#### [Exercise brief]
Find the line that contains "Note: in this practice we tag every instance of the dirt". Repeat that line and all lines following it, exactly, through the end of the listing below.

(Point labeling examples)
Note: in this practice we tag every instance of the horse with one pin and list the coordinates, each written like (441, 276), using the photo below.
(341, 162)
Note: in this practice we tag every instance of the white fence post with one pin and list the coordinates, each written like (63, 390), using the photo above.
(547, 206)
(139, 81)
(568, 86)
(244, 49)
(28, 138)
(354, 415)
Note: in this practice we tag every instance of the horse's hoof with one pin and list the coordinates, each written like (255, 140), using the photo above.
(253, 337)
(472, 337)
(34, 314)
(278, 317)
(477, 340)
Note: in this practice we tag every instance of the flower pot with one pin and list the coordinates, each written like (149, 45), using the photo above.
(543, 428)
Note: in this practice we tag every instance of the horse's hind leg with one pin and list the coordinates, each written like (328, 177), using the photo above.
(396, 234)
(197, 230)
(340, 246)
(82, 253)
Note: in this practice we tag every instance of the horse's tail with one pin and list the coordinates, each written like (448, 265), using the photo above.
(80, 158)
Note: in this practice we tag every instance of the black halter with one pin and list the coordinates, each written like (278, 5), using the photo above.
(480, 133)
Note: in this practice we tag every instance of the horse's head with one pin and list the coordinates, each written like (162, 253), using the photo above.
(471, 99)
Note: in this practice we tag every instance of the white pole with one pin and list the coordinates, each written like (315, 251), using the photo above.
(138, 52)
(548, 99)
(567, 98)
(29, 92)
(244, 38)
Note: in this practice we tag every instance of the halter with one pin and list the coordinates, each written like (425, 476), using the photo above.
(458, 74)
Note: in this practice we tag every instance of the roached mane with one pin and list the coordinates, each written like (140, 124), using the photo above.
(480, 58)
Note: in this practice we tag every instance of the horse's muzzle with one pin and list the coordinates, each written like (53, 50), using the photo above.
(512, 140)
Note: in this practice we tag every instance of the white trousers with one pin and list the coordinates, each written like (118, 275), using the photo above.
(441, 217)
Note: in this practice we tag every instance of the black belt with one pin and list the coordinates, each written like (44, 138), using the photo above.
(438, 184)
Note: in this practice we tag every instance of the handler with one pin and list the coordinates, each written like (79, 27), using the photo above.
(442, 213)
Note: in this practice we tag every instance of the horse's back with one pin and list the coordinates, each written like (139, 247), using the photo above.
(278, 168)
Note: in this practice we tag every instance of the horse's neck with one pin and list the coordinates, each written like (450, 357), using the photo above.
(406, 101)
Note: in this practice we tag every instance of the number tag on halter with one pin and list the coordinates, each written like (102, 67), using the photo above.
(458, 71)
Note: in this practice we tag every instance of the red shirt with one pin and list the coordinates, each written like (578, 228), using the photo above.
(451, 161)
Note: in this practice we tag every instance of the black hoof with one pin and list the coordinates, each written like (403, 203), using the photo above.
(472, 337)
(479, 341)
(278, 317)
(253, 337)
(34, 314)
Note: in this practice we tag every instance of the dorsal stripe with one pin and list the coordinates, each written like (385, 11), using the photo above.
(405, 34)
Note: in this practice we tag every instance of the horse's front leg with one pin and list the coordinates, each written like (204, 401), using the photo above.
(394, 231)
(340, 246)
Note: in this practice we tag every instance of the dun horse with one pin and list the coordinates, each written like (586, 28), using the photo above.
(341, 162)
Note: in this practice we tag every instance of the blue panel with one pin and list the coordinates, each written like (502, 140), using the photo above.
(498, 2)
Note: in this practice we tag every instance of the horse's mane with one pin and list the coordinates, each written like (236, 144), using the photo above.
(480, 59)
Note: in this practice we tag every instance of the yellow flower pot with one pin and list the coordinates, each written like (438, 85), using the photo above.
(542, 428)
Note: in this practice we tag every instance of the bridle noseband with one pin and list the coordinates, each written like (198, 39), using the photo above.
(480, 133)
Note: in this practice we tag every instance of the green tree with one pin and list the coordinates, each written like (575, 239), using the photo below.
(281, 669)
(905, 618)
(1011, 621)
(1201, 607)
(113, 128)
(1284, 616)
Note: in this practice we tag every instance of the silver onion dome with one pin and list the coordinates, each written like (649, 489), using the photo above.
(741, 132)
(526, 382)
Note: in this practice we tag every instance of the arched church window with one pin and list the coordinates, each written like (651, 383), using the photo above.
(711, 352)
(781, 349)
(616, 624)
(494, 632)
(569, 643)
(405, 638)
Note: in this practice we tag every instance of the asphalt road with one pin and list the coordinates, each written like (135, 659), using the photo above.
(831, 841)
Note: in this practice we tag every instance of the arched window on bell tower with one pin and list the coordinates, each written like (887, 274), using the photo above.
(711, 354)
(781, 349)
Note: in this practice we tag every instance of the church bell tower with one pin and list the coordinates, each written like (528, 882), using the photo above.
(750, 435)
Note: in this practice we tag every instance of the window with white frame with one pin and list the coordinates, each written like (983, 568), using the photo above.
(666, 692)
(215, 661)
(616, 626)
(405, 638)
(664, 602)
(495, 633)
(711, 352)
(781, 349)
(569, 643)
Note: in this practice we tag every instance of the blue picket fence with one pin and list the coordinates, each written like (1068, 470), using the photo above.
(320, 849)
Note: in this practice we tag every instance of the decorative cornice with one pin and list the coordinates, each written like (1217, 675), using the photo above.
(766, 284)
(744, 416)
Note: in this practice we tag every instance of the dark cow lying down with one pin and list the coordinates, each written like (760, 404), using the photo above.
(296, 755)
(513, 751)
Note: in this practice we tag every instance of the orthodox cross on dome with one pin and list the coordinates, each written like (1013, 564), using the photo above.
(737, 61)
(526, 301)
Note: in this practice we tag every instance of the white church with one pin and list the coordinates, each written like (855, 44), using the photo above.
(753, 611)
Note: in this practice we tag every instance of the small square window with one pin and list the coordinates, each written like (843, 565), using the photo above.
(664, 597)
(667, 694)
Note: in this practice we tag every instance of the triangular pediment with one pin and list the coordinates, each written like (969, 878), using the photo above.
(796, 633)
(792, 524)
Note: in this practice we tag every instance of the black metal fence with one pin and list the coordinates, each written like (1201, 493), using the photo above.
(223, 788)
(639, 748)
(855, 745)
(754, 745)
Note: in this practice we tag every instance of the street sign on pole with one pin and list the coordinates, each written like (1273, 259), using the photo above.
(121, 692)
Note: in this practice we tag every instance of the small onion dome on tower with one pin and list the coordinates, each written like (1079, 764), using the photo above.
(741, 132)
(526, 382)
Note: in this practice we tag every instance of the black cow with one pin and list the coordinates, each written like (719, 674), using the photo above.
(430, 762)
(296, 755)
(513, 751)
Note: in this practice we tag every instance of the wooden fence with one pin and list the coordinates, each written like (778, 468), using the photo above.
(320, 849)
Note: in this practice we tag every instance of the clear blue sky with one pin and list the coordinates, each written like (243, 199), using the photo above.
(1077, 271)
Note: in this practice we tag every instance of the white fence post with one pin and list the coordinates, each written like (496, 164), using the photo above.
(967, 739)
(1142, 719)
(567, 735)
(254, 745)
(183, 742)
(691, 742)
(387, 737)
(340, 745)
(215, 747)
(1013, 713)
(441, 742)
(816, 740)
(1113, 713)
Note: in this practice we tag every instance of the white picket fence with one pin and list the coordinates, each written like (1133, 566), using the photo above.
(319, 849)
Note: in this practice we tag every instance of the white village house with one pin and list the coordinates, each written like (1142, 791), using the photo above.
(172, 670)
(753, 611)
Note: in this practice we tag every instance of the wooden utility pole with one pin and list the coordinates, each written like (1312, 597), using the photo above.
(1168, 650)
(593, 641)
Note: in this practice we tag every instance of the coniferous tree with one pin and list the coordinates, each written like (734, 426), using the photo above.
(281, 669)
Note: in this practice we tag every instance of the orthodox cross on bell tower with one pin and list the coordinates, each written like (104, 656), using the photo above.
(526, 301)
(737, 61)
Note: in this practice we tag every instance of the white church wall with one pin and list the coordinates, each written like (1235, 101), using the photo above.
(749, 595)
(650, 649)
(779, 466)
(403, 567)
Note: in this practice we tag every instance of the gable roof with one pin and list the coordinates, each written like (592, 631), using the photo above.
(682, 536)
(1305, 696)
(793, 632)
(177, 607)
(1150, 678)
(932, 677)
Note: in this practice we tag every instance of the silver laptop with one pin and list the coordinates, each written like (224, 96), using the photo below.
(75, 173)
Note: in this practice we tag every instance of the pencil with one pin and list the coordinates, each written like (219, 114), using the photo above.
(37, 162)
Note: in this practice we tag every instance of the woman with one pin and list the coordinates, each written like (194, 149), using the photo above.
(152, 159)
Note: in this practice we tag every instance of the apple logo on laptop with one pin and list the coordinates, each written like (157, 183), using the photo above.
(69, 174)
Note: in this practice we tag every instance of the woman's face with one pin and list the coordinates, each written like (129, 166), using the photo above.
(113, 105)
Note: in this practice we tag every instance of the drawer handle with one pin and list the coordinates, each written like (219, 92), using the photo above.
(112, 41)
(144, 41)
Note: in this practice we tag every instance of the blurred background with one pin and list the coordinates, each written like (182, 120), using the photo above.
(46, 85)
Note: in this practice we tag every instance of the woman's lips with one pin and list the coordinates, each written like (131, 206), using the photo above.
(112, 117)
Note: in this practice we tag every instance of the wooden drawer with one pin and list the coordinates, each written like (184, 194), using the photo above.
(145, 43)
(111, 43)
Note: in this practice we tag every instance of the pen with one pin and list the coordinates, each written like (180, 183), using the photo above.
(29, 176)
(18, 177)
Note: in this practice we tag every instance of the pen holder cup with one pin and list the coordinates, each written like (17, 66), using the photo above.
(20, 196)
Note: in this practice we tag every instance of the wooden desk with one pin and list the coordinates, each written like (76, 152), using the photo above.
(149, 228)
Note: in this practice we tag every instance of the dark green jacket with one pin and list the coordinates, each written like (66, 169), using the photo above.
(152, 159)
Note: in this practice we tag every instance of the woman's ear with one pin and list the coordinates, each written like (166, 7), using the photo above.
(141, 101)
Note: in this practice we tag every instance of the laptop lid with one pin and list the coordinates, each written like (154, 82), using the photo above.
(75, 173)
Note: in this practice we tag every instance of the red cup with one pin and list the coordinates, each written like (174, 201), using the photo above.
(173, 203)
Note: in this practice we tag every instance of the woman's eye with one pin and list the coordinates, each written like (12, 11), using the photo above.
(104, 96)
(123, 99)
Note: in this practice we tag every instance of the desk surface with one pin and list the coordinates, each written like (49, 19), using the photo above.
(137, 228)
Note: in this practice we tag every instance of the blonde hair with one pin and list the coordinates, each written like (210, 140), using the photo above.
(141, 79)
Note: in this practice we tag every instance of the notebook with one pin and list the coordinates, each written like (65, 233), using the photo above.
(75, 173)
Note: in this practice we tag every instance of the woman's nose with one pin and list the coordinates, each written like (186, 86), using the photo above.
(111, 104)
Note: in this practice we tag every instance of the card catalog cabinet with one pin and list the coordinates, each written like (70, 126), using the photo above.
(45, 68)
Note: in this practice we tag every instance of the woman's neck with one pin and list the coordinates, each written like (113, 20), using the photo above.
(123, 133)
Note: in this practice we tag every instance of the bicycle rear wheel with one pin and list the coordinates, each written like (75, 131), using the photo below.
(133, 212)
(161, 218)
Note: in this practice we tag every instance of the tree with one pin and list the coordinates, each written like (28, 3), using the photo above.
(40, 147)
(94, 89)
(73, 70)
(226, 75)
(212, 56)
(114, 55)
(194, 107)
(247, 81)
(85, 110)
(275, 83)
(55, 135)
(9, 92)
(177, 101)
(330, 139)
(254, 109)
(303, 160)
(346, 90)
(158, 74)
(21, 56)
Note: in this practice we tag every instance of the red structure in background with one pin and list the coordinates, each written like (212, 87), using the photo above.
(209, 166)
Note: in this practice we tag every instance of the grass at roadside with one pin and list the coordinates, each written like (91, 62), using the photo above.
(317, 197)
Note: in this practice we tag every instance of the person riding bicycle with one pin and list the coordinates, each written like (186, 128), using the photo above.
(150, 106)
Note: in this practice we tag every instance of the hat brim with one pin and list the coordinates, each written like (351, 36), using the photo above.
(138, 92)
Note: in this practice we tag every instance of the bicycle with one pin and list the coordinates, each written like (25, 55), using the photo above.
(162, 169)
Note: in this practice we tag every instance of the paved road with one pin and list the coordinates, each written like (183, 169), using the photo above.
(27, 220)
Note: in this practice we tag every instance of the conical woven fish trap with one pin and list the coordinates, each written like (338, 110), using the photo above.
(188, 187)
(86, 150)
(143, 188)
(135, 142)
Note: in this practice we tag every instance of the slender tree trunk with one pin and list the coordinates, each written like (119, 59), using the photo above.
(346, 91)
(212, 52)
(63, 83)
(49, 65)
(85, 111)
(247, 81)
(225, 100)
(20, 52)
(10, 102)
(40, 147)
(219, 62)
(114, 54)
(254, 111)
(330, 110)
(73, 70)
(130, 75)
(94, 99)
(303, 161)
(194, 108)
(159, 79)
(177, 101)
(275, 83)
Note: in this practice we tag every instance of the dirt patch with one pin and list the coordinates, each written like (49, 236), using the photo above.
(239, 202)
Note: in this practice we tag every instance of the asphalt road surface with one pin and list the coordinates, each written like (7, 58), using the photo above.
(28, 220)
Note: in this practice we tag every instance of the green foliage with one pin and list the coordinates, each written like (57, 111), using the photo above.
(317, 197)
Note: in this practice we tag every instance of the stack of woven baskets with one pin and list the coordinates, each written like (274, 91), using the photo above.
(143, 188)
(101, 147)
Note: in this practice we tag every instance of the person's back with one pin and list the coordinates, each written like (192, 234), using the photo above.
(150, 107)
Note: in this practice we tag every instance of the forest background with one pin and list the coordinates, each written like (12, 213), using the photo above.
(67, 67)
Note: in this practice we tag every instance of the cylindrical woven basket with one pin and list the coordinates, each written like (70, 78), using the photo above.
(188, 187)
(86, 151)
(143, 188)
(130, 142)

#### [Reply to the task]
Note: in this practice we tag every instance of the dirt patch with one pin and list the coordinates, each written like (49, 236), using the photo above.
(239, 202)
Note: in this practice we tag every instance of the asphalt road surface with one pin and list the coordinates, each written like (7, 58), using the photo above.
(28, 220)
Note: in this practice we tag every instance of the green foliage with one pin and list the coordinates, each written like (57, 111), using the photo above.
(317, 197)
Note: in this practice we tag every instance of the stack of woven baskets with one pin and list the coordinates, each written like (274, 91), using the photo above.
(143, 188)
(101, 147)
Note: in this practice we tag every instance of the person's back with one pin and list the coordinates, each written like (192, 234), using the photo above.
(150, 107)
Note: in this practice we tag every instance of the forest background with one pin and list the coordinates, each written like (12, 213), using the photo above.
(67, 67)
Note: in this practice we tag every instance of the cylindrical woven basket with one pin and list the coordinates, each written like (70, 78), using the photo above.
(188, 187)
(86, 151)
(143, 188)
(130, 142)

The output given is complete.